§ **Trecho da página**
◇ ◇ ◇ ◇
O art. 47 da lei afirma que este desenvolvimento social deve considerar as diferenças regionais, através de programas e projetos em âmbitos como combate à pobreza, educação, cultura, saúde pública, ciência e tecnologia, bem como meio ambiente e mitigação e adaptação às alterações climáticas.

A lei de 2010 previa, porém, que apenas os recursos resultantes de ganhos financeiros ou retorno sobre o capital poderiam ser investidos nestes ­eixos sociais. O valor principal arrecadado deveria continuar acumulando junto ao Tesouro. Em 2013, a sanção da Lei 12.858 estabelece uma modificação muito grande no uso dos recursos do fundo. A partir dela, metade dos valores recebidos passou a ser gasta em Educação e Saúde.
◇ ◇ ◇ ◇
§ **Material coletado**
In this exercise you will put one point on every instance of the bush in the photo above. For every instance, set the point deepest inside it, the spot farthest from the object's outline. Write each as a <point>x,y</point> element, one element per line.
◇ ◇ ◇ ◇
§ **Tarefa proposta 1**
Reescreva em forma de lista o parágrafo do trecho da página que começa com "A lei de 2010 previa", mantendo os fatos principais.
§ **Tarefa proposta 2**
Como fica em inglês a frase "O valor principal arrecadado deveria continuar acumulando junto ao Tesouro", do trecho da página?
§ **Tarefa proposta 3**
Extraia do trecho da página, sem nenhuma alteração, a parte que se inicia nas palavras que contêm "A lei de 2010" e se encerra em "Educação e Saúde.".
Não é preciso consultar as linhas para nada aqui.

§ **Resposta correta 1**
- A lei de 2010 só permitia investir nos eixos sociais os recursos resultantes de ganhos financeiros ou de retorno sobre o capital.
- O valor principal arrecadado deveria continuar acumulando junto ao Tesouro.
- Em 2013, a sanção da Lei 12.858 modificou muito o uso dos recursos do fundo.
- A partir dessa lei, metade dos valores recebidos passou a ser gasta em Educação e Saúde.

§ **Resposta correta 2**
The principal amount collected was to keep accumulating with the Treasury.

§ **Resposta correta 3**
A lei de 2010 previa, porém, que apenas os recursos resultantes de ganhos financeiros ou retorno sobre o capital poderiam ser investidos nestes ­eixos sociais. O valor principal arrecadado deveria continuar acumulando junto ao Tesouro. Em 2013, a sanção da Lei 12.858 estabelece uma modificação muito grande no uso dos recursos do fundo. A partir dela, metade dos valores recebidos passou a ser gasta em Educação e Saúde.